== What to work on ==
Count the lines in the items below that contain the string "around". Reply with the number alone.

Records:
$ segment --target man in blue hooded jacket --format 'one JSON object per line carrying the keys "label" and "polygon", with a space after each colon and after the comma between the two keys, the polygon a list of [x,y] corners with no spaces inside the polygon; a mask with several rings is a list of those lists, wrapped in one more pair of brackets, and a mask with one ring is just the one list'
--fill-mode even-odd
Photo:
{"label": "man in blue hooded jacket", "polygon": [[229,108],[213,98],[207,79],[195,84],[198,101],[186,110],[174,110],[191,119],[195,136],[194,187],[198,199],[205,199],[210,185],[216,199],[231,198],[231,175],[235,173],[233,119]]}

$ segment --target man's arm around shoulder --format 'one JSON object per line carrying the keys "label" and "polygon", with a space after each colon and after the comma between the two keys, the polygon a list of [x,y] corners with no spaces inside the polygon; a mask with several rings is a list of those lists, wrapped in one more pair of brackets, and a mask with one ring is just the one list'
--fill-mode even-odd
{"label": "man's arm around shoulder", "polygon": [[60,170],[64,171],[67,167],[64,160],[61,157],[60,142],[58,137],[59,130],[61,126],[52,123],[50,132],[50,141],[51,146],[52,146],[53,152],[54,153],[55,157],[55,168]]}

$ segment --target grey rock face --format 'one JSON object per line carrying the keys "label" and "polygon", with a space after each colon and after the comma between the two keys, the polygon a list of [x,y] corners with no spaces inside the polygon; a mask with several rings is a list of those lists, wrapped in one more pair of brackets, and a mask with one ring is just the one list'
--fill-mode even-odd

---

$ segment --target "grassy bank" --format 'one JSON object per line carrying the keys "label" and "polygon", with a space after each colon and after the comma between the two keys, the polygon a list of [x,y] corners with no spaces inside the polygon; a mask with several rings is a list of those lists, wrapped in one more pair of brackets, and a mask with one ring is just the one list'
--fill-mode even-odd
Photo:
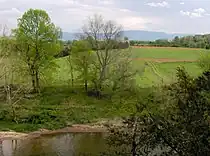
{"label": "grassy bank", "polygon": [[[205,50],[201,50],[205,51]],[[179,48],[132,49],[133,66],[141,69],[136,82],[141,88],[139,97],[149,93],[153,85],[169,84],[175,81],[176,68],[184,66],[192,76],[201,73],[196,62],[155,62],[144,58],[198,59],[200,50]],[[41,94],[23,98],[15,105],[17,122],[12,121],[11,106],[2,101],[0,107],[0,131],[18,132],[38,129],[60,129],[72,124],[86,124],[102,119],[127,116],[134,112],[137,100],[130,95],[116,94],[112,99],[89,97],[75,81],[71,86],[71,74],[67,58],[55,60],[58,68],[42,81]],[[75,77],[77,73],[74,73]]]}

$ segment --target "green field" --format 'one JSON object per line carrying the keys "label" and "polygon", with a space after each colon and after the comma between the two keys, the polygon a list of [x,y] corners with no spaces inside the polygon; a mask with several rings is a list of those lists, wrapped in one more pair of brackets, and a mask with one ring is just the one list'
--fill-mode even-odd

--

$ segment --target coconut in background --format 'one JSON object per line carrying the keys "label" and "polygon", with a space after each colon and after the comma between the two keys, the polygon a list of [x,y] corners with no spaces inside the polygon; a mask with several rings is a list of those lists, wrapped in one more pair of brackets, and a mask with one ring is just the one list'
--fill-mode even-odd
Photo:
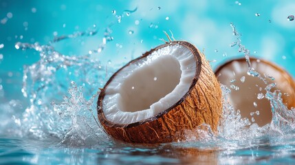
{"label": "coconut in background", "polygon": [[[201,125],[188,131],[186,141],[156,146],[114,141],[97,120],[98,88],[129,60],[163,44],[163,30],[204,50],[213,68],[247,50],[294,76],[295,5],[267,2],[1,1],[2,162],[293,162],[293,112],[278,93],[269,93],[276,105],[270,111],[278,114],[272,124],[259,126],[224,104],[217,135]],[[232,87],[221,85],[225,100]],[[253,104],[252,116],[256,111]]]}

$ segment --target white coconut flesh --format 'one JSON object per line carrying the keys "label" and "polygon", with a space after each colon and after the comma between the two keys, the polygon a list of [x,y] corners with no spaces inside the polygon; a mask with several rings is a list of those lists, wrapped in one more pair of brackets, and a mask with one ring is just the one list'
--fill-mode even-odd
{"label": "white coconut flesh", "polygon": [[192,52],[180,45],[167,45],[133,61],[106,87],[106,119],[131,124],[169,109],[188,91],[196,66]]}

== Correct output ==
2